Given data:
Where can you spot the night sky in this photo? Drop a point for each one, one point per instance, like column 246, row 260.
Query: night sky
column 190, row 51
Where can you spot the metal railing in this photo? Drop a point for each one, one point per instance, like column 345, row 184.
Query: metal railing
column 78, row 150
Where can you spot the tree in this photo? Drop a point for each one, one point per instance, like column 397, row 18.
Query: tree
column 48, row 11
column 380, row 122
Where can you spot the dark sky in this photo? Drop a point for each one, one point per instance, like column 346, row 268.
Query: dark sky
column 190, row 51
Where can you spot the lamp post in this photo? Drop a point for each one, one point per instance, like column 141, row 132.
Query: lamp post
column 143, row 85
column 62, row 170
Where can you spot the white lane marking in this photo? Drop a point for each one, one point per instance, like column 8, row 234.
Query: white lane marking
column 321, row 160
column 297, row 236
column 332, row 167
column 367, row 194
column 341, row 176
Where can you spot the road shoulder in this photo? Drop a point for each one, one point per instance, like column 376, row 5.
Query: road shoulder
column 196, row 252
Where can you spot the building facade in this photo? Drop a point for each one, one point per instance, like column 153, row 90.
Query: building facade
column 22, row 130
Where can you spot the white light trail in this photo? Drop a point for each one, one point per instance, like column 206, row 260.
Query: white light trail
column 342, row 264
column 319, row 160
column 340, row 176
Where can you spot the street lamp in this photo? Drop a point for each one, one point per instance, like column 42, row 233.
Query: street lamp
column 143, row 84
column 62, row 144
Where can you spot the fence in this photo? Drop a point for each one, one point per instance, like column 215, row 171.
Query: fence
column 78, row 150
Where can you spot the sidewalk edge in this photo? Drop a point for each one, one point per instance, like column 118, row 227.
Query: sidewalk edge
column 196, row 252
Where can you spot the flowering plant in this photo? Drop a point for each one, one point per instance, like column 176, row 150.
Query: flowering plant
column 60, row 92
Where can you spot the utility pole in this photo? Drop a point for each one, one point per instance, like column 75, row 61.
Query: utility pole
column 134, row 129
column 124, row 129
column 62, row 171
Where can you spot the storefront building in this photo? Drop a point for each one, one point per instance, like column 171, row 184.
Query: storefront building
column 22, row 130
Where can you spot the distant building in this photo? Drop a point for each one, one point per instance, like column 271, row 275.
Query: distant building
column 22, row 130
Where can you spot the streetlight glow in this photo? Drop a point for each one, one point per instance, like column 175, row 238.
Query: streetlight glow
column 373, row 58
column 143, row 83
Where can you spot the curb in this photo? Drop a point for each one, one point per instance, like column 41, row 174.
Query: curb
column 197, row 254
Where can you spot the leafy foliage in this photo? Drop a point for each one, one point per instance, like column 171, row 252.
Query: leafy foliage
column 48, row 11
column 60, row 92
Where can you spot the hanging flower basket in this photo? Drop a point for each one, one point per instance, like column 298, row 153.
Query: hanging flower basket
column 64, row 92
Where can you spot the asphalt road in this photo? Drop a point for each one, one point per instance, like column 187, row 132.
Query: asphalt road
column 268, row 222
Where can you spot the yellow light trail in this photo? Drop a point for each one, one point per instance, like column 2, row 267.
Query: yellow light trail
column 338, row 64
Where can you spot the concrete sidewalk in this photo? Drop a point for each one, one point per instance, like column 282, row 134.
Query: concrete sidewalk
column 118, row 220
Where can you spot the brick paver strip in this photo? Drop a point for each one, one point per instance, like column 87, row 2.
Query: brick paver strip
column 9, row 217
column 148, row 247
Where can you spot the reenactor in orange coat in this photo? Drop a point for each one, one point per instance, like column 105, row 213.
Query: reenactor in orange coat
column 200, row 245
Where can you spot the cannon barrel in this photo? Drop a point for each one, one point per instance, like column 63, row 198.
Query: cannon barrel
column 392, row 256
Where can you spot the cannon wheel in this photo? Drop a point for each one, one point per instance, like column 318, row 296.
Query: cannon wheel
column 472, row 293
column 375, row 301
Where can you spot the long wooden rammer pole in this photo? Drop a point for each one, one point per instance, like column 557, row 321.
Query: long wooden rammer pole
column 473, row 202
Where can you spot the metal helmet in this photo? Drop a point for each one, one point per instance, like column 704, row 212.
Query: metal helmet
* * *
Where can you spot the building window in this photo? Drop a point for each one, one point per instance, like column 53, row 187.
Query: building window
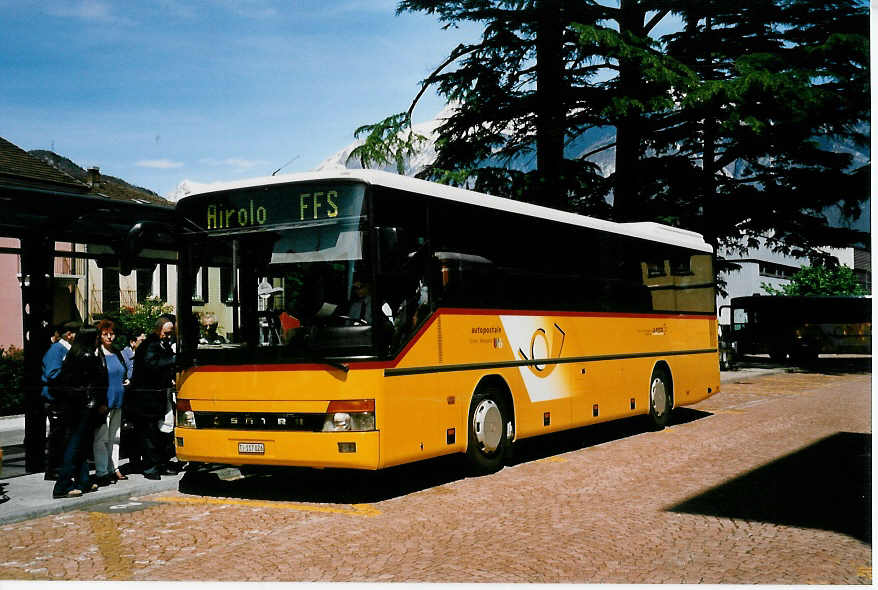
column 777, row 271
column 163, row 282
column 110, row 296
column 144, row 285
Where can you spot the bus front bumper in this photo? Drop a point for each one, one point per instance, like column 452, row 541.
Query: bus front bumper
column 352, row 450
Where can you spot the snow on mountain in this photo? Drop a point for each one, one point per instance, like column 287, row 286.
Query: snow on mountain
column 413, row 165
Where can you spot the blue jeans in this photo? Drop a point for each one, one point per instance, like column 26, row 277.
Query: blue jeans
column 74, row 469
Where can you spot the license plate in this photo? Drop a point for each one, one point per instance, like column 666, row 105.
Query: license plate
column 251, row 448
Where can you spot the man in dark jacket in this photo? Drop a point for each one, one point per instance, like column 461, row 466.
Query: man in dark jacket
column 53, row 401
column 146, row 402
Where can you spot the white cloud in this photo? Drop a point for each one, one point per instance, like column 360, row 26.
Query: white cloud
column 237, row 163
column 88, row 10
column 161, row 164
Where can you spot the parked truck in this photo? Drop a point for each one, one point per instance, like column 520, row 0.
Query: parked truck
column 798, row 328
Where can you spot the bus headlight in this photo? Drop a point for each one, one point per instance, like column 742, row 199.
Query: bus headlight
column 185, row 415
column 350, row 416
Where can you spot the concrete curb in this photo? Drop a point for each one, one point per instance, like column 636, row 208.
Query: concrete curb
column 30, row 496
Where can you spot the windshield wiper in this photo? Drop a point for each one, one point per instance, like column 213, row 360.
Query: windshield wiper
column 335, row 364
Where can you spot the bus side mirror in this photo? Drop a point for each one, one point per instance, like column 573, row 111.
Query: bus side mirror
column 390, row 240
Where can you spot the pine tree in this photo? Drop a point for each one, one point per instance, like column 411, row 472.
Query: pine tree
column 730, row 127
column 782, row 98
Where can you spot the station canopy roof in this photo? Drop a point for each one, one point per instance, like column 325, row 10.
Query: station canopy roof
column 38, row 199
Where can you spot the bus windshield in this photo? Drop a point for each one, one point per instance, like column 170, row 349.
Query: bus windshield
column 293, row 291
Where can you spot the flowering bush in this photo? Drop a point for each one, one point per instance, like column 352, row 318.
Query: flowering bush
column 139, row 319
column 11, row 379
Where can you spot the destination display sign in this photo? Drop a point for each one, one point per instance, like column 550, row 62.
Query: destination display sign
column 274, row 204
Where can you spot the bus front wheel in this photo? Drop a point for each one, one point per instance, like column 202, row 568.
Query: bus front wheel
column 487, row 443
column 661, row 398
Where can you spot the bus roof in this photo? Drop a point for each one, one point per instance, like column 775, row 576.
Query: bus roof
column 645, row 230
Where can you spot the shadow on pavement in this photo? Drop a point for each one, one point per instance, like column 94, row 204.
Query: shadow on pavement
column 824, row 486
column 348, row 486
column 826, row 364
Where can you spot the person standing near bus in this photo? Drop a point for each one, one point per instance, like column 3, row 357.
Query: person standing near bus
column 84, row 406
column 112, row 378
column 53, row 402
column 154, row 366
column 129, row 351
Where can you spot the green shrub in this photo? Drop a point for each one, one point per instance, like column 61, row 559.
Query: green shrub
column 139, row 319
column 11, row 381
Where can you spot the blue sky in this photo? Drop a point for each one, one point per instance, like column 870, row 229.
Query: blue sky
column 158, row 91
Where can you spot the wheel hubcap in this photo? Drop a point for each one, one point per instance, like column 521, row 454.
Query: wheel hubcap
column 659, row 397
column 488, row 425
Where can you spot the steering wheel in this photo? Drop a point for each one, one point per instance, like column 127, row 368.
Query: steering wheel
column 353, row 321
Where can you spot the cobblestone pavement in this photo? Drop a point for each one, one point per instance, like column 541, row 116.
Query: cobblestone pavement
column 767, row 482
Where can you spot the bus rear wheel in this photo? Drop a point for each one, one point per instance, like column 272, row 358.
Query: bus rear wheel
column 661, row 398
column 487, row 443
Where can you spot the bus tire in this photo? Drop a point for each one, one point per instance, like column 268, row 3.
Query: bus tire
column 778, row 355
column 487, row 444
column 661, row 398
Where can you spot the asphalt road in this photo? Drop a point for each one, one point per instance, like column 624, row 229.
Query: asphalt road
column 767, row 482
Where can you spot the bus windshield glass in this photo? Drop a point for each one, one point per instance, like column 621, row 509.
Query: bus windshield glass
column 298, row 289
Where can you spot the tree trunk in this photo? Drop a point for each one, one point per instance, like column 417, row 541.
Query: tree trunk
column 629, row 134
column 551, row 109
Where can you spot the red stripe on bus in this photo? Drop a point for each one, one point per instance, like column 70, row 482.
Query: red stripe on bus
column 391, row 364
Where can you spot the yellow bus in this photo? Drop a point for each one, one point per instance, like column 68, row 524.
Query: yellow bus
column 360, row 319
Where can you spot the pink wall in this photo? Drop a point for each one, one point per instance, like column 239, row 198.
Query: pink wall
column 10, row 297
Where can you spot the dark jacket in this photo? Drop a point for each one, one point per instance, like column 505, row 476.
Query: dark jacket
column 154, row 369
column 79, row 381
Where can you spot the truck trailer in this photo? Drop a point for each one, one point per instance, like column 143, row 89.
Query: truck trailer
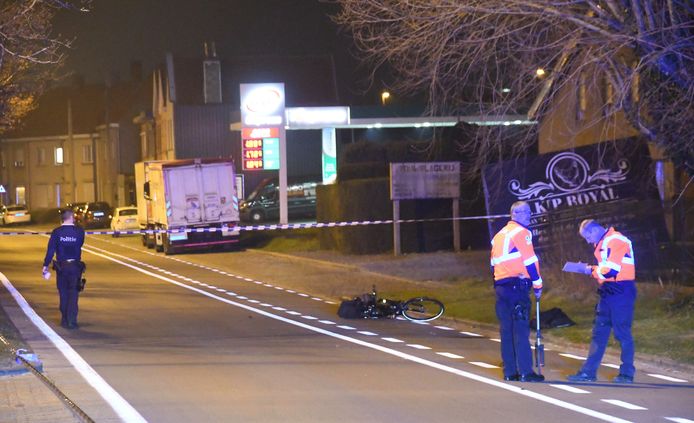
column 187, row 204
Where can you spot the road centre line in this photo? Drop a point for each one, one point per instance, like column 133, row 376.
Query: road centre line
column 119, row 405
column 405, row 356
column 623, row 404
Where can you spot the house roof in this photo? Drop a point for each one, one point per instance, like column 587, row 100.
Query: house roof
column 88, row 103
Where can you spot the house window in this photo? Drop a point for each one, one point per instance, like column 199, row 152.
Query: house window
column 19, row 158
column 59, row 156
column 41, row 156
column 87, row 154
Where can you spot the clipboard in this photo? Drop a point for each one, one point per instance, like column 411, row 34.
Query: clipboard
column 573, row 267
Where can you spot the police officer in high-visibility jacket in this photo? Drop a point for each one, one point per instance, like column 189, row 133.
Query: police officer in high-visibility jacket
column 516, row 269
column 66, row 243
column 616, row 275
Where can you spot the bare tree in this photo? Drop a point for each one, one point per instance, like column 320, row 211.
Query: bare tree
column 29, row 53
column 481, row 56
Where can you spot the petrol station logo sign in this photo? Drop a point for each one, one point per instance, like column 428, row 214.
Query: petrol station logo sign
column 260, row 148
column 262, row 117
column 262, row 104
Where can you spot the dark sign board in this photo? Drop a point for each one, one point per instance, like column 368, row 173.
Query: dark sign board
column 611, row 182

Instructions to follow:
Rename "lamp post" as "street lamp" in the material, giving back everything from the line with "Where can you spot the night" to the line with "column 62, row 170" with no other changes.

Written answer:
Where can you spot the night sky in this photo? Drop a point for each one, one point per instance, like column 246, row 260.
Query: night sky
column 190, row 51
Where can you spot the metal railing in this photo? Drop a point for each one, one point per instance, like column 345, row 184.
Query: metal railing
column 78, row 150
Where can you spot the tree in this photo? Drop a point for each one, one point per instance, like column 397, row 18.
Query: tree
column 48, row 11
column 380, row 122
Where can you spot the dark sky in this photo? Drop a point for each one, one point per instance, like column 346, row 268.
Query: dark sky
column 190, row 51
Where can you spot the street lamp in this photo? Drop a point for each one, one point per instance, like column 141, row 132.
Query: street lamp
column 143, row 85
column 62, row 170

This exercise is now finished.